-- Dataset start --

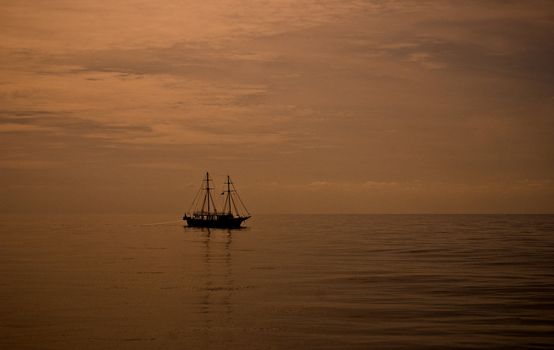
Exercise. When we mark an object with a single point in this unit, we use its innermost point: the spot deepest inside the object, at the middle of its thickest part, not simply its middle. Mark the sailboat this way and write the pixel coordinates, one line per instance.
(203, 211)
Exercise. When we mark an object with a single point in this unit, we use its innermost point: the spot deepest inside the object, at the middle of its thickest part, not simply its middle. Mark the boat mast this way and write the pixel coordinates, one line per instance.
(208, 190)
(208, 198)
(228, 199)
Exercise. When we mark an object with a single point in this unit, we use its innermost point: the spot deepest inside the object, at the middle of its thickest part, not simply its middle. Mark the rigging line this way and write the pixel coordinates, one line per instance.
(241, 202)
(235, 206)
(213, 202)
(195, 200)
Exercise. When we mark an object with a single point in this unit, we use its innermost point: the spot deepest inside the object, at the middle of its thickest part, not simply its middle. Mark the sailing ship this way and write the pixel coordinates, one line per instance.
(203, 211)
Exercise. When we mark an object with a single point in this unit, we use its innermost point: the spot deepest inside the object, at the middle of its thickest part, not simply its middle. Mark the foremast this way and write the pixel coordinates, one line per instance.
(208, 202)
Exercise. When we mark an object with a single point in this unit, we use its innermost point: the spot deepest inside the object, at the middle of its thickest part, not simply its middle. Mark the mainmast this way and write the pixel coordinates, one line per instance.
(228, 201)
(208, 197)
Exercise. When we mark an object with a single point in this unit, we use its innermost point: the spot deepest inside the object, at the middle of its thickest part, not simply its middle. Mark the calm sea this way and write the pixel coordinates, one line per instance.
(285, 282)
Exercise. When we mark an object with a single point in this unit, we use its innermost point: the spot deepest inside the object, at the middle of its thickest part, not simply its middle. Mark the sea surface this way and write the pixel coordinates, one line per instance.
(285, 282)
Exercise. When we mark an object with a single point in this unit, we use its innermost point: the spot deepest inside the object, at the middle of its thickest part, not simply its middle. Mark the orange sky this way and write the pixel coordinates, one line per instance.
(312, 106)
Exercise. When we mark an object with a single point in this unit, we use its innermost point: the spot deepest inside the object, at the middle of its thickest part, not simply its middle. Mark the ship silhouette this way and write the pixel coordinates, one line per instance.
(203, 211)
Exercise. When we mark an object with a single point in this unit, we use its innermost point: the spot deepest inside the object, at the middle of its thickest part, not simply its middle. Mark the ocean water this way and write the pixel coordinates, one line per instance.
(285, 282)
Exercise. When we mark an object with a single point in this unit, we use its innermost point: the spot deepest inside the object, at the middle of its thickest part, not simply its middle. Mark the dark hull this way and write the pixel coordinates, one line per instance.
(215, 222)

-- Dataset end --
-- Dataset start --

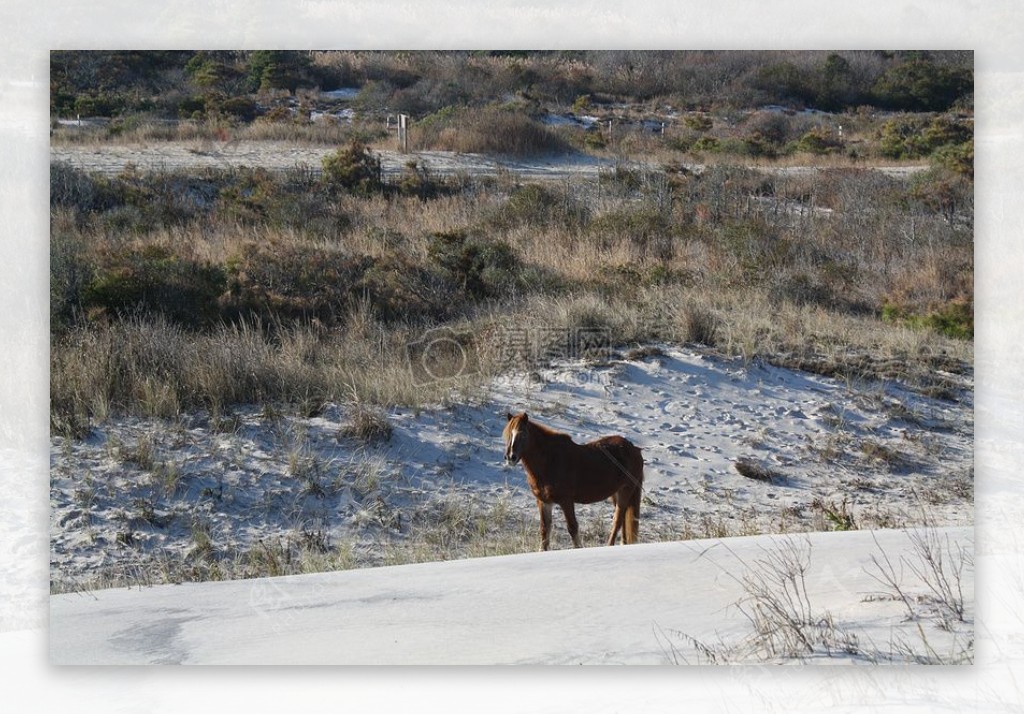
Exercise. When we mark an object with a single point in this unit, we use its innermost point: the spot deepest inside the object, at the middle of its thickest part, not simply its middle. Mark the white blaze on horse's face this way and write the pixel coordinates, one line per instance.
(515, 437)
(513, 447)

-- Dataset end --

● **Your objective**
Please count the lines of the listing above that contain the word "silhouette" and give only that number.

● **Exercise solution**
1